RECORDS SHOWN:
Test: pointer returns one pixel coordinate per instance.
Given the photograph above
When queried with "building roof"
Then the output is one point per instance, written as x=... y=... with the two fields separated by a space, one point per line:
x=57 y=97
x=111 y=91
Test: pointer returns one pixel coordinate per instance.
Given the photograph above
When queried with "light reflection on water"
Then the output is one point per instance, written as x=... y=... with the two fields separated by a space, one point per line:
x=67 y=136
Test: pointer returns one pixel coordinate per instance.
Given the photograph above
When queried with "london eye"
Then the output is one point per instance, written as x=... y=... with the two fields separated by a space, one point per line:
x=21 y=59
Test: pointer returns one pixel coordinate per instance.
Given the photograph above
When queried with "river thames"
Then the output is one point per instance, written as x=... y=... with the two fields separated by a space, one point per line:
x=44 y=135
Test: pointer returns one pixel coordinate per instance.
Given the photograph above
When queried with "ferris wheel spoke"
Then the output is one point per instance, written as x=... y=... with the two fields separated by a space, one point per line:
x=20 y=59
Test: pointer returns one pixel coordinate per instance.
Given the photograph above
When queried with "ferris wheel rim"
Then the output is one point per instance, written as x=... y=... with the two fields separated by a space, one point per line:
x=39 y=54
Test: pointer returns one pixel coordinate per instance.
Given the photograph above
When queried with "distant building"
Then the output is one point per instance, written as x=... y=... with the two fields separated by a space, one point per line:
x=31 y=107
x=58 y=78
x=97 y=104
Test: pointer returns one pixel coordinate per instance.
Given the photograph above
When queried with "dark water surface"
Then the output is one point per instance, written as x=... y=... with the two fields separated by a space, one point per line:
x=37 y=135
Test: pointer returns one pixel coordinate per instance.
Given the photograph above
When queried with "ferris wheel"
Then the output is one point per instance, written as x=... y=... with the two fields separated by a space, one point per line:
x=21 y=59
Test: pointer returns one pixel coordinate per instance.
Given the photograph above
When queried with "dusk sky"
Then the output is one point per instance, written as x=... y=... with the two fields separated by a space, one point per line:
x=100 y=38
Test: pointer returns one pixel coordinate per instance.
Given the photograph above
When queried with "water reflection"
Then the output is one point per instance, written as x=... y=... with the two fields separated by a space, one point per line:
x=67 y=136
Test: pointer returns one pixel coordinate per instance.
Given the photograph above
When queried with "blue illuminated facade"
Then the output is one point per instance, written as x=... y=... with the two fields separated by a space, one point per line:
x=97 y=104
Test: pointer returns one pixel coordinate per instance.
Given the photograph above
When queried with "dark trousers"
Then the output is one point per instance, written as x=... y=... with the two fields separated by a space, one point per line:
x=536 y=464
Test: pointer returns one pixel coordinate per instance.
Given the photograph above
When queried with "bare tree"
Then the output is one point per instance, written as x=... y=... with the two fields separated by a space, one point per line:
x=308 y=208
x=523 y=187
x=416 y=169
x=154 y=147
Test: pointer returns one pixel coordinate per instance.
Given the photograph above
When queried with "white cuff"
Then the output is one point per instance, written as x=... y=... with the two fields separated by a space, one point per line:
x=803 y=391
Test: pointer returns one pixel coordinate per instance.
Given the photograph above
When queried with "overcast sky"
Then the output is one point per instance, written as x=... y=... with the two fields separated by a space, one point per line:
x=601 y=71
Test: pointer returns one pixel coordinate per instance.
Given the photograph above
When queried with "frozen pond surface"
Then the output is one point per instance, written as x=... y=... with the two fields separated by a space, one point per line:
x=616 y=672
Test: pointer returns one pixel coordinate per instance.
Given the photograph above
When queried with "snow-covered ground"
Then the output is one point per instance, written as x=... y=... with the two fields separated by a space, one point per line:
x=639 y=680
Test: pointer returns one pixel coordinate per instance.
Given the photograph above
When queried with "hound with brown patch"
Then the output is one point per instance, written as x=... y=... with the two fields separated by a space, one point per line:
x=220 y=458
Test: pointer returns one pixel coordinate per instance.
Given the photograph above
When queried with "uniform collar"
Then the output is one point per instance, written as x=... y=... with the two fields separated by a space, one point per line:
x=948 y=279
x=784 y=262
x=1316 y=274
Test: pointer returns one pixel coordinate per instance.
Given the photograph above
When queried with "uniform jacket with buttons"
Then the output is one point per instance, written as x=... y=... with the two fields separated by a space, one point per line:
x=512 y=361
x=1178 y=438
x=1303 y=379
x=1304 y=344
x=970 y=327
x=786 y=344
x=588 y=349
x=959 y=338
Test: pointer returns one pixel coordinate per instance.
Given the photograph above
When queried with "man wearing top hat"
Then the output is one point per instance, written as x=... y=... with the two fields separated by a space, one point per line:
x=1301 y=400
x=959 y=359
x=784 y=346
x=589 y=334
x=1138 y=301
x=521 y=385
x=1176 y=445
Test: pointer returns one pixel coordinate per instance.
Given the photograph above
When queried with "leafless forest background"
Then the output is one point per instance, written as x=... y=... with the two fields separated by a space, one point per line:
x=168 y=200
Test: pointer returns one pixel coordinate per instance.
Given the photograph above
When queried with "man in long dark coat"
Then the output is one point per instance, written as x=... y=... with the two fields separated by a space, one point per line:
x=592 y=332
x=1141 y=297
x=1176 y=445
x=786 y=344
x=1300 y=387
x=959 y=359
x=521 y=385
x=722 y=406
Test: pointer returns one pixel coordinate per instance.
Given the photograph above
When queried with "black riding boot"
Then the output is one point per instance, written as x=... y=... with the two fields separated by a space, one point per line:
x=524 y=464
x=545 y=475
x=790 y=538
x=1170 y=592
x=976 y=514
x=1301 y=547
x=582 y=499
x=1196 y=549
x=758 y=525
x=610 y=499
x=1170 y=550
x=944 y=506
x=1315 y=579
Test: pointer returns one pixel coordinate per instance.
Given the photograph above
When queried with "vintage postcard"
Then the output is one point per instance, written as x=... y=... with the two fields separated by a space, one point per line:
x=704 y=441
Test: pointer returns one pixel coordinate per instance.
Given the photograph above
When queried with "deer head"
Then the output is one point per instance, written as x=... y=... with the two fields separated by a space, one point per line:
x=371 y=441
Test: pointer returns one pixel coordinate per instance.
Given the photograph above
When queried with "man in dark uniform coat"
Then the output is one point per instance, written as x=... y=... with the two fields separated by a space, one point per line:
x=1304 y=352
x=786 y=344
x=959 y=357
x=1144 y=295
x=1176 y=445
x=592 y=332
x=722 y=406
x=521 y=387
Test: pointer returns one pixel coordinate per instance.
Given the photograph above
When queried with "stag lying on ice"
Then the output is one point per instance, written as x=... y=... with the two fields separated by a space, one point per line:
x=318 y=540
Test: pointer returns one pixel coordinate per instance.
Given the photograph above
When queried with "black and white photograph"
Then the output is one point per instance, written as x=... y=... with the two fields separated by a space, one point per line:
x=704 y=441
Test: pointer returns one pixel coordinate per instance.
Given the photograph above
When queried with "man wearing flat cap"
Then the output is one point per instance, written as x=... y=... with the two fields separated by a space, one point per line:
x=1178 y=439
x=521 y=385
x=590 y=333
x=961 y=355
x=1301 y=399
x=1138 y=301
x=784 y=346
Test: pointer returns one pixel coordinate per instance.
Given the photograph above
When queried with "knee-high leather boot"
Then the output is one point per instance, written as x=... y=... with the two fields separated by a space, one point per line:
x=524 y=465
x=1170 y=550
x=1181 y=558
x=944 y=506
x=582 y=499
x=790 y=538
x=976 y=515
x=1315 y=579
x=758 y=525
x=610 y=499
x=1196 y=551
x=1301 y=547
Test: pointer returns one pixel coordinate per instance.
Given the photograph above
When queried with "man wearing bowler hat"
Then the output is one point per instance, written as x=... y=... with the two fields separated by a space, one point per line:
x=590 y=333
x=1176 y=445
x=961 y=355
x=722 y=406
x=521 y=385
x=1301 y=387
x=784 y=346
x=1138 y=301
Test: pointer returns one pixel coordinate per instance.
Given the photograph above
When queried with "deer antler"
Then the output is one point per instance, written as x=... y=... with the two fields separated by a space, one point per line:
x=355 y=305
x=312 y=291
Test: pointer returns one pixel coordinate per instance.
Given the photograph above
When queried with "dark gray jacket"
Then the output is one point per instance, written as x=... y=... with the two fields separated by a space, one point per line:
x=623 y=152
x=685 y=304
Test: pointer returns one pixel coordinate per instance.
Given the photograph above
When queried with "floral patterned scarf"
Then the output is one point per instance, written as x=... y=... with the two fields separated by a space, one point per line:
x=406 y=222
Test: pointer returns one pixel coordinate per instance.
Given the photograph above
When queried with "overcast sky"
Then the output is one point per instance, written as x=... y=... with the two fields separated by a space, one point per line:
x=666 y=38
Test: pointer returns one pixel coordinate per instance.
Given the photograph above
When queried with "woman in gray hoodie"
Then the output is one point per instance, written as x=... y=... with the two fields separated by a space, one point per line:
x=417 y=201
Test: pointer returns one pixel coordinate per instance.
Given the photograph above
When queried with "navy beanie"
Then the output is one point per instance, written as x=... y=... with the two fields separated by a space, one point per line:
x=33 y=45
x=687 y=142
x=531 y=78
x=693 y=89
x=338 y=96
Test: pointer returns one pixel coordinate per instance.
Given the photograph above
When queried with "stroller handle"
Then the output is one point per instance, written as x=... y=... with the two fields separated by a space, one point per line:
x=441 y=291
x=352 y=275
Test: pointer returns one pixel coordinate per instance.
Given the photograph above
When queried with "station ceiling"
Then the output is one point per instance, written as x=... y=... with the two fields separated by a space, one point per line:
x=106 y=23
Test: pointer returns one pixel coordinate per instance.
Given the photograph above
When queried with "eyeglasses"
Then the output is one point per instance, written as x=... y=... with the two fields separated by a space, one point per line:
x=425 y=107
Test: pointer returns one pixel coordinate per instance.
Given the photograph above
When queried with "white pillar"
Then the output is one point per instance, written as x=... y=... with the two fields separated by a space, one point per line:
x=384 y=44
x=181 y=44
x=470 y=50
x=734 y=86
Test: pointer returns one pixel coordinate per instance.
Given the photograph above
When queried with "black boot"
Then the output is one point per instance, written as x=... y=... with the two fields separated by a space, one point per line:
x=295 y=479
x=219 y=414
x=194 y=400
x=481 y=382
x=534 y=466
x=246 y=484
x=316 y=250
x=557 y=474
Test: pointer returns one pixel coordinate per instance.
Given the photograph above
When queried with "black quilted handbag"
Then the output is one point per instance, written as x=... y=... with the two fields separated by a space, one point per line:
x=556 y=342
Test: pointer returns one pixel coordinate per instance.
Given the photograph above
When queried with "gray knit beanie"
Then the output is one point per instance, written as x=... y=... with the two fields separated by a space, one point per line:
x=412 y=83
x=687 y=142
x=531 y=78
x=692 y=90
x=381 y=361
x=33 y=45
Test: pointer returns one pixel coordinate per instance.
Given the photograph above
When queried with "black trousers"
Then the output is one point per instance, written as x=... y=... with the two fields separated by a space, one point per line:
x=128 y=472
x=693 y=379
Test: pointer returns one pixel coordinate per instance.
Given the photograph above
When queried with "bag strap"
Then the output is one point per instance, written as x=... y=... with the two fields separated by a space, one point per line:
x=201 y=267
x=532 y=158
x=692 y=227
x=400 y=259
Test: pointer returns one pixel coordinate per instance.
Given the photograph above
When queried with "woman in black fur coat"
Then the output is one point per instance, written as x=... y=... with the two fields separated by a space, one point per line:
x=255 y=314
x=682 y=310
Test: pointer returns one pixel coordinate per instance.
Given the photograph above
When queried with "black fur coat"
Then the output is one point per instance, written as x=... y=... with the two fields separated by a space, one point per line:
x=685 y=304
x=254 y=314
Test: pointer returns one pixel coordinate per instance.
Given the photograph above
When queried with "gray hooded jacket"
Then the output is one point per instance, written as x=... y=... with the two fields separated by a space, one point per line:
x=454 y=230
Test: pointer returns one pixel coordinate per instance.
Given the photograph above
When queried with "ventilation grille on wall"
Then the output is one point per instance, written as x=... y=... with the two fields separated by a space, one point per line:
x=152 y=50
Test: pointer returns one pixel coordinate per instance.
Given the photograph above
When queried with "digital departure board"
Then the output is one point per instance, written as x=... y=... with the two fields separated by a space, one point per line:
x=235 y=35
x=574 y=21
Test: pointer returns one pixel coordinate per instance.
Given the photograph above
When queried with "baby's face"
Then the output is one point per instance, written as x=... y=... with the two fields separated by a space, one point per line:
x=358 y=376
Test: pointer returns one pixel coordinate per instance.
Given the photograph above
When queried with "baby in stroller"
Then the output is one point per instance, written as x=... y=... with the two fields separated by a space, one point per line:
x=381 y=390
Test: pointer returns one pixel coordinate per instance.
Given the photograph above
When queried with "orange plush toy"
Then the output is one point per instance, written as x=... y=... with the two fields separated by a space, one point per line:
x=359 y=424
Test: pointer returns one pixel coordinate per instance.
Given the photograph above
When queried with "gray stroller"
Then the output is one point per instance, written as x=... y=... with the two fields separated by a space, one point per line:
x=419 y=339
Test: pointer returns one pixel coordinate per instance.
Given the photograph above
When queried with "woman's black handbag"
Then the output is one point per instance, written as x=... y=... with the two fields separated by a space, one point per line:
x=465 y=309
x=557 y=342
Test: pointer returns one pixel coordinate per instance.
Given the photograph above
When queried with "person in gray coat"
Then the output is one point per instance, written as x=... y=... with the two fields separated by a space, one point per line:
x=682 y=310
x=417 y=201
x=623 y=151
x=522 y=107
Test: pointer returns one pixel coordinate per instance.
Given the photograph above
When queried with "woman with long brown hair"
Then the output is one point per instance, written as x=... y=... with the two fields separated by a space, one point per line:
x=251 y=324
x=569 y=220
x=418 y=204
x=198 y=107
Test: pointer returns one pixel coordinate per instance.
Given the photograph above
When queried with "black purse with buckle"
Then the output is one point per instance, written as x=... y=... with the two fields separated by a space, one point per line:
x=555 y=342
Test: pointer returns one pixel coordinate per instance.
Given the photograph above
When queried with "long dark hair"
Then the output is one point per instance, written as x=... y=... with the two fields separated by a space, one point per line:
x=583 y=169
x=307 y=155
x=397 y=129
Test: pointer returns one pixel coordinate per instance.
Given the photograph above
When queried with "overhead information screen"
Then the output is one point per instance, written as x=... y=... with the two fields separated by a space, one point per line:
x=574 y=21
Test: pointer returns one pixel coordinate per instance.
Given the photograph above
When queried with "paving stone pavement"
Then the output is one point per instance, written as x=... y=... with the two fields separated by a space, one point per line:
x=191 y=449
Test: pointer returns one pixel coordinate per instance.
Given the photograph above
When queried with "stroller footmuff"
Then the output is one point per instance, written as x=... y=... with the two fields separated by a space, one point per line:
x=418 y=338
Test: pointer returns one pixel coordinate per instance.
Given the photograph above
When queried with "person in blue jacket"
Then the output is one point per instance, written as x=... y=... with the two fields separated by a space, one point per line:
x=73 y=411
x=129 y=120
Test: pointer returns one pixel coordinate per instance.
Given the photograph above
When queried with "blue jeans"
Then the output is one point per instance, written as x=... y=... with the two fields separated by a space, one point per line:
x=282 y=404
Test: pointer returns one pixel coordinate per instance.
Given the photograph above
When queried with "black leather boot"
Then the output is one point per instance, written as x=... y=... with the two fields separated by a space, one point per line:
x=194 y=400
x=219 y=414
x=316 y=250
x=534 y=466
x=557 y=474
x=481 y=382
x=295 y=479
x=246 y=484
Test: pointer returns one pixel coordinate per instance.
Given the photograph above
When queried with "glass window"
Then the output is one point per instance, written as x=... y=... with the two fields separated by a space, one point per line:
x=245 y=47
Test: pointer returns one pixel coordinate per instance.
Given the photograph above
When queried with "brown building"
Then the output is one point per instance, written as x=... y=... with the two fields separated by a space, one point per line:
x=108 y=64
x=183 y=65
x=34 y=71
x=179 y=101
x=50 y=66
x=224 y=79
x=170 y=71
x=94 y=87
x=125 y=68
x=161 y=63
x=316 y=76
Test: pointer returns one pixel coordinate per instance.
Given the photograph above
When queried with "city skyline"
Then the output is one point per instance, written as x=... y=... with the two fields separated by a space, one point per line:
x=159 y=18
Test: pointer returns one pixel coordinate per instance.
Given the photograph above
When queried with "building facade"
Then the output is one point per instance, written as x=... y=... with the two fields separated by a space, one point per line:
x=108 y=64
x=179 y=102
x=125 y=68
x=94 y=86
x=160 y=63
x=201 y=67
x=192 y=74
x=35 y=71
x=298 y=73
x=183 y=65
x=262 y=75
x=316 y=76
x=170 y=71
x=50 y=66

YOUR TASK: The answer must be all the lines above that hold the word "deer".

THE ANSWER:
When queried with "deer head"
When queried with "deer antler"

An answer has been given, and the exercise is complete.